Job
Give these data as a JSON list of strings, one string per line, with blank lines left out. Leave the pictures out of the answer.

Data extract
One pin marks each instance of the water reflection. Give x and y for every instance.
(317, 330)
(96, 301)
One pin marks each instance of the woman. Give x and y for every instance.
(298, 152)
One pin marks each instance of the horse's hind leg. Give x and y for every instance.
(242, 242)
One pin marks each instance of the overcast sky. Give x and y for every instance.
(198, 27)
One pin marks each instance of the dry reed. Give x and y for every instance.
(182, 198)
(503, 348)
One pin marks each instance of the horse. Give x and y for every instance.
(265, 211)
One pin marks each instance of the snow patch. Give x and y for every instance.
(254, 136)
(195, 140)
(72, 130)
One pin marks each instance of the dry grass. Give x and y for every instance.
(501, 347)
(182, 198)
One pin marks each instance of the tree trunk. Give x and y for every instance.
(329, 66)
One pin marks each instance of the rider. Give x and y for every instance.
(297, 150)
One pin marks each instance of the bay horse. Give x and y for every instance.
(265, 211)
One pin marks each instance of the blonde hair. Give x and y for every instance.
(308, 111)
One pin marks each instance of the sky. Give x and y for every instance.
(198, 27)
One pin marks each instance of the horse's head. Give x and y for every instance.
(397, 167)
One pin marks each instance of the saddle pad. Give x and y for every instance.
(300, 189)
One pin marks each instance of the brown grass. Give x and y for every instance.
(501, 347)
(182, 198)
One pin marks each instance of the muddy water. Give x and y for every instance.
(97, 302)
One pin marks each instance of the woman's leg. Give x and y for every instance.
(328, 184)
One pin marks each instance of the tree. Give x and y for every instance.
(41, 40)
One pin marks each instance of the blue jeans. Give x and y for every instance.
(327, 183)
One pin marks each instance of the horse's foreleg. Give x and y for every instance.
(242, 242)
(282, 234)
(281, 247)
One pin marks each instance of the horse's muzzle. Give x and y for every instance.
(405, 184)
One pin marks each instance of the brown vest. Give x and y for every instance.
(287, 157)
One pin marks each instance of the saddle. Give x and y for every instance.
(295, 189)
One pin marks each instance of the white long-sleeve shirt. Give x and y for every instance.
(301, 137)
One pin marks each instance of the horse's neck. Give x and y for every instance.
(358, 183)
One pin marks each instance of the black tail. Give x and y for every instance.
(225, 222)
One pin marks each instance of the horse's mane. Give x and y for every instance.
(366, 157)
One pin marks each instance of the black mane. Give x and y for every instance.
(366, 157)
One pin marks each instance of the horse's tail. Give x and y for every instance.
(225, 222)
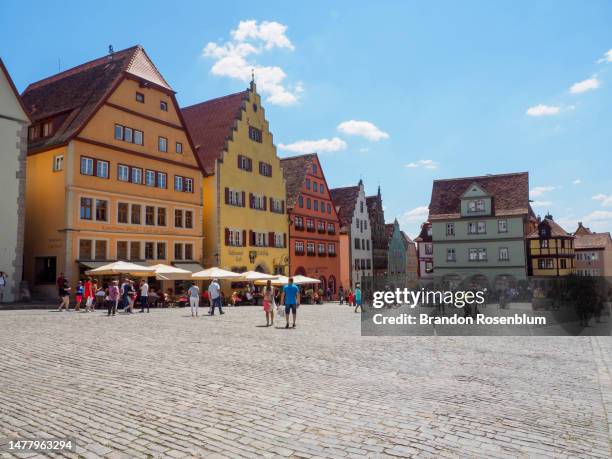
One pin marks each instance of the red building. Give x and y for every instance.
(313, 225)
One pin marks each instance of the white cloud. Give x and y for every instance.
(540, 190)
(607, 57)
(423, 163)
(606, 200)
(235, 59)
(541, 203)
(311, 146)
(418, 214)
(585, 85)
(362, 128)
(543, 110)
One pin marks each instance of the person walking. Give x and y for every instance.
(291, 299)
(113, 298)
(143, 298)
(214, 295)
(3, 277)
(194, 299)
(65, 296)
(358, 298)
(78, 296)
(268, 303)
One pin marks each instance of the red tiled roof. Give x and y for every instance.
(294, 171)
(510, 193)
(345, 201)
(555, 230)
(210, 125)
(74, 95)
(592, 241)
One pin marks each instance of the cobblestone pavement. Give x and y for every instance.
(166, 385)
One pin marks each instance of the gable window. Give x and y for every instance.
(162, 144)
(255, 134)
(58, 163)
(86, 165)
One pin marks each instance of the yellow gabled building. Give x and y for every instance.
(111, 172)
(245, 221)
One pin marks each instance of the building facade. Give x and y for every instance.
(593, 252)
(314, 239)
(478, 229)
(425, 254)
(111, 171)
(14, 121)
(551, 250)
(376, 215)
(350, 203)
(245, 225)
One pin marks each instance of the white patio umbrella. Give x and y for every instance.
(215, 273)
(121, 267)
(168, 272)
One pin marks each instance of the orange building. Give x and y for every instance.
(111, 172)
(314, 226)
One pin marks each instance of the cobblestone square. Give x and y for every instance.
(167, 385)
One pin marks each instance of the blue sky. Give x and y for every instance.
(396, 93)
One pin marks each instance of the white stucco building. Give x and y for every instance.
(14, 123)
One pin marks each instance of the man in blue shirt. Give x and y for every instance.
(291, 300)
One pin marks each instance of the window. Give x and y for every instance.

Answer in full
[
  "One pin marks each instance of the water reflection. Give x and y for every instance.",
  "(317, 330)",
  "(96, 301)",
  "One pin marks each instance of the woman. Give x and y for every instance.",
  "(298, 152)",
  "One pin marks each instance of the horse's hind leg. Give x and y for every instance.",
  "(242, 242)",
  "One pin marks each instance of the overcast sky. Give x and y for every instance.",
  "(198, 27)",
  "One pin marks each instance of the dry reed. Give x and y for every instance.",
  "(182, 198)",
  "(503, 348)",
  "One pin marks each instance of the horse. Give x and y for every instance.",
  "(265, 211)",
  "One pin marks each instance of the snow patch. Give x and y for every instance.",
  "(254, 136)",
  "(195, 140)",
  "(72, 130)",
  "One pin marks each instance of the dry grass. Give x and y for every instance.",
  "(501, 347)",
  "(182, 198)",
  "One pin marks each instance of the tree trunk. Give x and y for every instance.",
  "(329, 66)",
  "One pin marks each instance of the rider. Give x and y for every instance.",
  "(297, 150)",
  "One pin marks each instance of the bay horse. Give x and y for every instance.",
  "(265, 211)",
  "One pin marks each instance of the blonde hair. Give x and y for every instance.",
  "(308, 111)",
  "One pin marks each instance of the sky. Give x and y for every instance.",
  "(198, 27)",
  "One pin marks each instance of the horse's head. Give x and y for every instance.",
  "(397, 167)",
  "One pin marks each instance of the saddle pad. Give x and y for every instance.",
  "(300, 189)",
  "One pin marks each instance of the brown grass. Give x and y for every instance.",
  "(501, 347)",
  "(182, 198)",
  "One pin marks each instance of the muddy water. Give x and y for every instance.",
  "(97, 302)",
  "One pin marks each instance of the woman's leg. Give x and y for every instance.",
  "(328, 184)",
  "One pin marks each instance of the tree. Give x and y for every instance.",
  "(41, 40)",
  "One pin marks each instance of the blue jeans. Give x and y for every instance.",
  "(327, 183)",
  "One pin marks each instance of the horse's foreleg. Give x and y for every instance.",
  "(242, 242)",
  "(282, 234)",
  "(281, 247)",
  "One pin marks each instance of the horse's muzzle. Give x and y for every instance.",
  "(405, 184)",
  "One pin marks each instance of the brown vest. Give x and y for every instance.",
  "(287, 157)",
  "One pin marks each instance of the saddle. Give x and y for every instance.",
  "(295, 189)",
  "One pin marks each instance of the white long-sleeve shirt. Give x and y for every instance.",
  "(301, 137)",
  "One pin marks each instance of the horse's neck. Give x and y for every instance.",
  "(358, 183)",
  "One pin marks each instance of the black tail. Give x and y for every instance.",
  "(225, 222)",
  "One pin marks each instance of the horse's mane. Give x and y for every instance.",
  "(366, 157)",
  "One pin marks each instance of the black mane. Give x and y for every instance.",
  "(366, 157)",
  "One pin marks each instance of the horse's tail. Give x and y for every instance.",
  "(225, 222)",
  "One pin marks each instance of the red building. Give x and y for every instance.",
  "(313, 225)",
  "One pin marks each instance of the white cloud. Give x and y for every instance.",
  "(540, 190)",
  "(607, 57)",
  "(423, 163)",
  "(606, 200)",
  "(235, 59)",
  "(541, 203)",
  "(311, 146)",
  "(418, 214)",
  "(585, 85)",
  "(362, 128)",
  "(543, 110)",
  "One pin marks each instance of the person walking. Give x and y for every instance.",
  "(291, 299)",
  "(113, 298)",
  "(143, 298)",
  "(214, 295)",
  "(3, 277)",
  "(194, 299)",
  "(65, 296)",
  "(358, 298)",
  "(78, 296)",
  "(268, 303)",
  "One pin marks each instance of the red tiled roof. Give x and y for every instance.",
  "(294, 171)",
  "(510, 193)",
  "(345, 201)",
  "(555, 230)",
  "(210, 125)",
  "(74, 95)",
  "(592, 241)",
  "One pin marks each instance of the cobblestone pavement. Give x and y for every instance.",
  "(166, 385)",
  "One pin marks each instance of the gable window. Give x and y for every instance.",
  "(162, 144)",
  "(255, 134)",
  "(58, 163)",
  "(86, 165)",
  "One pin marks each instance of the yellow gabled building. Give x and y for every instance.",
  "(111, 172)",
  "(245, 221)",
  "One pin marks each instance of the building facade. Give x and y for every instance.",
  "(593, 252)",
  "(314, 239)",
  "(478, 229)",
  "(425, 254)",
  "(111, 171)",
  "(14, 121)",
  "(551, 250)",
  "(376, 215)",
  "(350, 203)",
  "(245, 225)",
  "One pin marks each instance of the white patio umbrella. Give x and y for every instance.",
  "(215, 273)",
  "(121, 267)",
  "(168, 272)",
  "One pin marks each instance of the orange building. Give x and y for every instance.",
  "(111, 172)",
  "(314, 226)",
  "One pin marks each instance of the cobblestone square. Give x and y for every instance.",
  "(167, 385)",
  "One pin marks each instance of the blue sky. Give x and y for every instance.",
  "(396, 93)",
  "One pin marks each instance of the white stucco building. Give x and y for every instance.",
  "(14, 123)",
  "One pin marks each instance of the man in blue shirt. Give x and y for every instance.",
  "(291, 300)",
  "One pin marks each instance of the window. Give x and y for every instance."
]